What you are asked to do
Exactly the lines from the one containing "Would you be able to pick out the blue" through the end of the data below are to be reproduced, and nothing besides them.

[Stored items]
+ + +
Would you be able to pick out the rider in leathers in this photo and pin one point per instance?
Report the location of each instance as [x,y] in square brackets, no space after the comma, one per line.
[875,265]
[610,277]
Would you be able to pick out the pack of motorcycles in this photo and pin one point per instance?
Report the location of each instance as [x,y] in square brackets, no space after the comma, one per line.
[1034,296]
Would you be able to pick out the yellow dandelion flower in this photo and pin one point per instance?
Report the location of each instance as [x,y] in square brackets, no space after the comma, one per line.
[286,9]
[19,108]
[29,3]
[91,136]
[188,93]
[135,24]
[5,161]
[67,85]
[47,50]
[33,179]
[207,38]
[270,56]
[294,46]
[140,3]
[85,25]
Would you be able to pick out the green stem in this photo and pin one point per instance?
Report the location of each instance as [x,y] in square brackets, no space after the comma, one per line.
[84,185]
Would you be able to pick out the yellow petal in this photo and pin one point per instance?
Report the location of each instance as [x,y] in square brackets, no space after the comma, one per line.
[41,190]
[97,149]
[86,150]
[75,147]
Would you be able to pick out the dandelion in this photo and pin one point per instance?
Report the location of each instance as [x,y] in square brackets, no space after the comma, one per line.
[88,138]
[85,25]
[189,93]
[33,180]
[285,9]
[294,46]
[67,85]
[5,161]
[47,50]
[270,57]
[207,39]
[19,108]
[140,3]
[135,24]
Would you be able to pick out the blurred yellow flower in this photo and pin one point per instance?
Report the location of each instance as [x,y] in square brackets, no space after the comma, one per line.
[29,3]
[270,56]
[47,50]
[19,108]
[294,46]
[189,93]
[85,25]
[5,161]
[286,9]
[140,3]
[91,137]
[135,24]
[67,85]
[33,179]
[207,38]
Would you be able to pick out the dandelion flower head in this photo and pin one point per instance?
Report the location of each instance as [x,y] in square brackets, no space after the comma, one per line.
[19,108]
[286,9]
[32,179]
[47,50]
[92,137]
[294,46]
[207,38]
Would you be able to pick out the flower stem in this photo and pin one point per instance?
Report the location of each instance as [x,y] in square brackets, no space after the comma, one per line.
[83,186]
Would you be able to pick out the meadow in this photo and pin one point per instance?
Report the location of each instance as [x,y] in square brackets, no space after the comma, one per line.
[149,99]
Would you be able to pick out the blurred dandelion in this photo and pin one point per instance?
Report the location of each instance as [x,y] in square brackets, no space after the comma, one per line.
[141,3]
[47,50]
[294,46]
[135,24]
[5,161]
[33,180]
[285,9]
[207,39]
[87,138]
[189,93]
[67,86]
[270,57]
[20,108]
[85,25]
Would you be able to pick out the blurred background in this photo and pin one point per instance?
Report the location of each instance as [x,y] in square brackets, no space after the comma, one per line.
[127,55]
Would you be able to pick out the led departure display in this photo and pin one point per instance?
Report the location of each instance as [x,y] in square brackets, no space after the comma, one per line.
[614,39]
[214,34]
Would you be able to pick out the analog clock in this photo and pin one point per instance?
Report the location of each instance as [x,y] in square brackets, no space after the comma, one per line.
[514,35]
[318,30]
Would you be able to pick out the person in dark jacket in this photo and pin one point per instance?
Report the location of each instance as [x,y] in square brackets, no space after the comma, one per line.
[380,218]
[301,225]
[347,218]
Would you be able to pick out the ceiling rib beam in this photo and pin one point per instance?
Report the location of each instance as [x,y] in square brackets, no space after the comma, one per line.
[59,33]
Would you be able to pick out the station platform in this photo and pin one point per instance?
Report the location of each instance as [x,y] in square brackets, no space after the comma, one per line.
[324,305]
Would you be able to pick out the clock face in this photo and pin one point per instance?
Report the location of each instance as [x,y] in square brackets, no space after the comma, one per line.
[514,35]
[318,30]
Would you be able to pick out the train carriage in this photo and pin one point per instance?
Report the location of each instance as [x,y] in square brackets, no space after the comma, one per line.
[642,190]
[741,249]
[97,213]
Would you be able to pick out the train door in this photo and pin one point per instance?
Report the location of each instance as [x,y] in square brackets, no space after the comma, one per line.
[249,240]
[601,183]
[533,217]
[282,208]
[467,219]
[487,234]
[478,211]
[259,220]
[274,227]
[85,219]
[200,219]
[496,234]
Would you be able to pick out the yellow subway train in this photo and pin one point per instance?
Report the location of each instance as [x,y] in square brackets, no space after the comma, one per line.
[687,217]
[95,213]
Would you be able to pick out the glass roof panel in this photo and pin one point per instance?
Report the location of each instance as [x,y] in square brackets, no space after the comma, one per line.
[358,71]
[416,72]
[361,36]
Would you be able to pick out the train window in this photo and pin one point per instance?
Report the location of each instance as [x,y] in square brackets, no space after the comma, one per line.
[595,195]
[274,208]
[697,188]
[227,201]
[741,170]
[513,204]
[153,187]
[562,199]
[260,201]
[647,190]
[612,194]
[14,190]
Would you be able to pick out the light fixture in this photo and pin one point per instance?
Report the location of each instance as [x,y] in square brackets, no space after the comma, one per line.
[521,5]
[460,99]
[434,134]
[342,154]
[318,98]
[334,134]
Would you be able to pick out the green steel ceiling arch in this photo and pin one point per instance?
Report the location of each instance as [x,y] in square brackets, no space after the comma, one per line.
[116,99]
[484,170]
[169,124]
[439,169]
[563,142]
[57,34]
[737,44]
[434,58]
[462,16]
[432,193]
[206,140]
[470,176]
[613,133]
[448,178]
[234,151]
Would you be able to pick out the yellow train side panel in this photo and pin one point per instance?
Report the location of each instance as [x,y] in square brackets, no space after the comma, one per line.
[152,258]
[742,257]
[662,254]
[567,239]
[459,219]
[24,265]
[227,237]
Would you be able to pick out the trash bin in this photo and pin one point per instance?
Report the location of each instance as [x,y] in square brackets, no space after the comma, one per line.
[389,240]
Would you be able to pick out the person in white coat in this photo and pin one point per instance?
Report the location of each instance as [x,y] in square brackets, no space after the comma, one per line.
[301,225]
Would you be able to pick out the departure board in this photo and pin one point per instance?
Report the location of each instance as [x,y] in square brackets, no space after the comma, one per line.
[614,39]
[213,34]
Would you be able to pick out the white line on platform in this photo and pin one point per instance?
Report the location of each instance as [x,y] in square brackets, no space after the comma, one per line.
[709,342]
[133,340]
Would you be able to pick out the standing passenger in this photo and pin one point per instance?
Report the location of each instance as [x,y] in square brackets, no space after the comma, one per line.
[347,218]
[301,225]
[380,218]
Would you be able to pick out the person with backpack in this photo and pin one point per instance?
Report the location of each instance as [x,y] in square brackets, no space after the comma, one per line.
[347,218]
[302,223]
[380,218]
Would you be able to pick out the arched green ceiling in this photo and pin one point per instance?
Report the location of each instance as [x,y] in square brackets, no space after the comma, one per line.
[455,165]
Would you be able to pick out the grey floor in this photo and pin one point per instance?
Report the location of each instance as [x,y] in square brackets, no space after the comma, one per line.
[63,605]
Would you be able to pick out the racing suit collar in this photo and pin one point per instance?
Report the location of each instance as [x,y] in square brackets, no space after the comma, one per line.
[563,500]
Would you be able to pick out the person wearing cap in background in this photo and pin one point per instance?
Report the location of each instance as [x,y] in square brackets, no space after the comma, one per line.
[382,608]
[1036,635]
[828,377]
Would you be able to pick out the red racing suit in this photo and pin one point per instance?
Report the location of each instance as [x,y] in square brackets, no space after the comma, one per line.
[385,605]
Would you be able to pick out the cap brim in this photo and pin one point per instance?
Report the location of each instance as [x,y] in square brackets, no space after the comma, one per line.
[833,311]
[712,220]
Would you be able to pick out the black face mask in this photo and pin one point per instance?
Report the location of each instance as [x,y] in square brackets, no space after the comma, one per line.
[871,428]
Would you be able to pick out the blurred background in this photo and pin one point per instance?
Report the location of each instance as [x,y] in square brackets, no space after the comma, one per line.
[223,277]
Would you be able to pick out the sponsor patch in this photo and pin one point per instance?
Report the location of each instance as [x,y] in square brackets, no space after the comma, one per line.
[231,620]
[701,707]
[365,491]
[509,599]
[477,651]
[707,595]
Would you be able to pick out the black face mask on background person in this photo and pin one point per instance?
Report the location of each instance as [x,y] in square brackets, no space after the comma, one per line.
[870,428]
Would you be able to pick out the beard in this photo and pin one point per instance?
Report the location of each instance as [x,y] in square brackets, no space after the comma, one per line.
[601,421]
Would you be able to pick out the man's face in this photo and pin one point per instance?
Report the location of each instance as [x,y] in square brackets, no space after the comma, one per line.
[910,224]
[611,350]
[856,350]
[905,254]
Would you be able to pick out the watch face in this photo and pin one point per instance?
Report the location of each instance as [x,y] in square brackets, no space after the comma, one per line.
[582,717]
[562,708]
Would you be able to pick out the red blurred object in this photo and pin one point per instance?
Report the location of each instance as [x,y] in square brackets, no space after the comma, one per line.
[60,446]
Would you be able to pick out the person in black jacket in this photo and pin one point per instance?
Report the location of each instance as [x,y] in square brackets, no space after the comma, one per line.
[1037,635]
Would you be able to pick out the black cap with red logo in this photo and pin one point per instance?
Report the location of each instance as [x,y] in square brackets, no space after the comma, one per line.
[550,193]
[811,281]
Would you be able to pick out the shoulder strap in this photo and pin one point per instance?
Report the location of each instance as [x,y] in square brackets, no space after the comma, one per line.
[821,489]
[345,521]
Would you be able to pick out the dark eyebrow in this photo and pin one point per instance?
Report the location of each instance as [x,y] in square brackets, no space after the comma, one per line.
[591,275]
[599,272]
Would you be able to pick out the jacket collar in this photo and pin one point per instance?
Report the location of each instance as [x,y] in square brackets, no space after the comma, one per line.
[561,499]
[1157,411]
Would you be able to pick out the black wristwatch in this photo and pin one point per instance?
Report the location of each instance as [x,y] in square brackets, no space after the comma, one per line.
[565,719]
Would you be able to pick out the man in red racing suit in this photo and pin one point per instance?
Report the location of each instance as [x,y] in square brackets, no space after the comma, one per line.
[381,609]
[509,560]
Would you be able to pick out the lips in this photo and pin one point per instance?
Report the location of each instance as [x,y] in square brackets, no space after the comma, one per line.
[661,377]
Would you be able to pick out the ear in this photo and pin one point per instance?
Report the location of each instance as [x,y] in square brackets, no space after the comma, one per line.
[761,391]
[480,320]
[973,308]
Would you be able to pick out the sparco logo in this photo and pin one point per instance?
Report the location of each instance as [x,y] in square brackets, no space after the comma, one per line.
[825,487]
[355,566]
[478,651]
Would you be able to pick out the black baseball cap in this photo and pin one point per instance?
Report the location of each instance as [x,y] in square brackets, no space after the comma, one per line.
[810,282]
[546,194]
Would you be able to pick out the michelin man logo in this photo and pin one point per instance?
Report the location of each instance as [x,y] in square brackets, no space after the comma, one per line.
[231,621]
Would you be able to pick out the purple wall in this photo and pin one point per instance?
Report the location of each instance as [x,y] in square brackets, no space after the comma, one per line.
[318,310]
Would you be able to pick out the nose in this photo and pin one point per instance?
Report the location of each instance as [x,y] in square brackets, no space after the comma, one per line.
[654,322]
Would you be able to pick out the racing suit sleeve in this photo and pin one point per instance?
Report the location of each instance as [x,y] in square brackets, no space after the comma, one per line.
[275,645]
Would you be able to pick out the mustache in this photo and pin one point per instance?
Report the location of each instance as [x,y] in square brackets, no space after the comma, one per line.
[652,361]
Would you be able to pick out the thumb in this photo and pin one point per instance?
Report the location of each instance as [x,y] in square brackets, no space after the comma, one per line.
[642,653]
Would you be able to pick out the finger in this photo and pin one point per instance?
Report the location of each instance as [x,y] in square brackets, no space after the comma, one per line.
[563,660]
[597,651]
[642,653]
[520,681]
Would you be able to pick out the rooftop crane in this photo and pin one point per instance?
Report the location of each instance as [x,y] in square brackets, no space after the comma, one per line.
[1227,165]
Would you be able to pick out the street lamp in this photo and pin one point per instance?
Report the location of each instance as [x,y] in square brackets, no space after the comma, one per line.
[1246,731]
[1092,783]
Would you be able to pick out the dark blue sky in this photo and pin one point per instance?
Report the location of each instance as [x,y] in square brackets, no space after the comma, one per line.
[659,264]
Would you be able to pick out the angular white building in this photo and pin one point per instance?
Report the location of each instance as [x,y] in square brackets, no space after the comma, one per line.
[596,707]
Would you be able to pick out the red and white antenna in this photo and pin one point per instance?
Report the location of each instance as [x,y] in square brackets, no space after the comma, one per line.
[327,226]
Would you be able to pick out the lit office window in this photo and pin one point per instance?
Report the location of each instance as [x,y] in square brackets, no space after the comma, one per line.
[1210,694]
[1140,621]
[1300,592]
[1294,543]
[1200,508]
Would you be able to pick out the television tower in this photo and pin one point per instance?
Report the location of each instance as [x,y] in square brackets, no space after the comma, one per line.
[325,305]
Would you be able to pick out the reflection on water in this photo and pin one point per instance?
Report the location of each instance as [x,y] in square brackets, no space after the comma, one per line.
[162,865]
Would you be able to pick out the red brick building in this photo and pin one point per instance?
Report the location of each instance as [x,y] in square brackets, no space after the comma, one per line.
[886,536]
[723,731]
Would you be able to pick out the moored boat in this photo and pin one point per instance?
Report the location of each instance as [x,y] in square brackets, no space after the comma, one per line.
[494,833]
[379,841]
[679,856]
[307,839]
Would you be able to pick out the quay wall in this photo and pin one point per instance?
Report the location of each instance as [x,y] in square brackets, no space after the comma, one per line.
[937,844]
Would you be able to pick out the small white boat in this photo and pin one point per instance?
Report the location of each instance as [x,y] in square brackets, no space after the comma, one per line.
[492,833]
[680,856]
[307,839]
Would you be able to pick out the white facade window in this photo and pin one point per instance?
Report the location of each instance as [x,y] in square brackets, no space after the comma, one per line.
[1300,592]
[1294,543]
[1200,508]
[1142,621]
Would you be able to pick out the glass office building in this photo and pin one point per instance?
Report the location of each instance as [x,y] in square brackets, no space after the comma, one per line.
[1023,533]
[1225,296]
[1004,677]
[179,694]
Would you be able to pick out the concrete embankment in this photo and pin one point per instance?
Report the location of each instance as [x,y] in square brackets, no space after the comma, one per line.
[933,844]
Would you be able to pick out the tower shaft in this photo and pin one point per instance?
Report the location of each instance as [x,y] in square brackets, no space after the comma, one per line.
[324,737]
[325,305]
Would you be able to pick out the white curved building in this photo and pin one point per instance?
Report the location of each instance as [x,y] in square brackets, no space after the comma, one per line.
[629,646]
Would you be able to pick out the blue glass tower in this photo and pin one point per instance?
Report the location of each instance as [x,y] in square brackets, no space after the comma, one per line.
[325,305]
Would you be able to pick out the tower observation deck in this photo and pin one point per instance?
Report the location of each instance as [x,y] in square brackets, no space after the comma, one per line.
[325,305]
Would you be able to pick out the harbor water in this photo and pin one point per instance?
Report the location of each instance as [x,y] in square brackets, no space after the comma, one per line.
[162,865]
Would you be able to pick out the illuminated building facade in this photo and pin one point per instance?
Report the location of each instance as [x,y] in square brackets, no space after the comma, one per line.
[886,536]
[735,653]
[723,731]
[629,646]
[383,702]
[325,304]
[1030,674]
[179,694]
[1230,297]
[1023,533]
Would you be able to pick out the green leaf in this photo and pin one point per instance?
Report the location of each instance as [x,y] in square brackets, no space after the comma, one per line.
+ + +
Answer for this exercise
Would you be able to pick out the blue glass tower in this photo and pin one point per instance?
Report the location of each instance as [x,y] in square brackets, no space after the comma, one per line.
[325,305]
Would you be able to pick out the tower observation deck in this photo and pin one point per instance?
Report the location of each instance as [x,y] in square brackets, no space after the comma, one per line.
[325,305]
Would you be able to pick out the harbor water in this photo and pin one point per instance?
Report the location of each instance as [x,y] in square brackets, no space after the comma, one per line.
[162,865]
Would you be able to pick out the illuminated building facade in this photo and pin one point per instance?
Report the location of each instance as [x,y] in square brackets, no space after the comma, one per line.
[886,536]
[735,653]
[723,731]
[629,646]
[383,702]
[325,304]
[1030,674]
[179,694]
[1230,297]
[1023,533]
Would you be able to pick out the green leaf in this photo and pin one point per instance?
Report the location of each instance as [x,y] in square brackets, no space after the comma, one per line.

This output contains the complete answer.